*What to work on*:
Each line from the one holding "of the storefront" to the last line below must be written out exactly, with no other output.
====== Extracted data ======
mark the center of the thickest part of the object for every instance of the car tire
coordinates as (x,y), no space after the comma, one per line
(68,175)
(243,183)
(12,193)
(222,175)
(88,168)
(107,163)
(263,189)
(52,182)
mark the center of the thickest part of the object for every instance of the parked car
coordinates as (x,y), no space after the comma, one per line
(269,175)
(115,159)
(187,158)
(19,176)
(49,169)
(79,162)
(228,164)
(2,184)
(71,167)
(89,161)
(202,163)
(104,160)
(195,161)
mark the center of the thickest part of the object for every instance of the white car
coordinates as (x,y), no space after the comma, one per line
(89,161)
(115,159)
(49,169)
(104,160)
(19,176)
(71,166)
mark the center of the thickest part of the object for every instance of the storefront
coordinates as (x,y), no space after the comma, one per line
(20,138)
======
*Answer*:
mark the center of the thickest part of the object for every instance of the storefront
coordinates as (x,y), no space after the comma, one per line
(20,138)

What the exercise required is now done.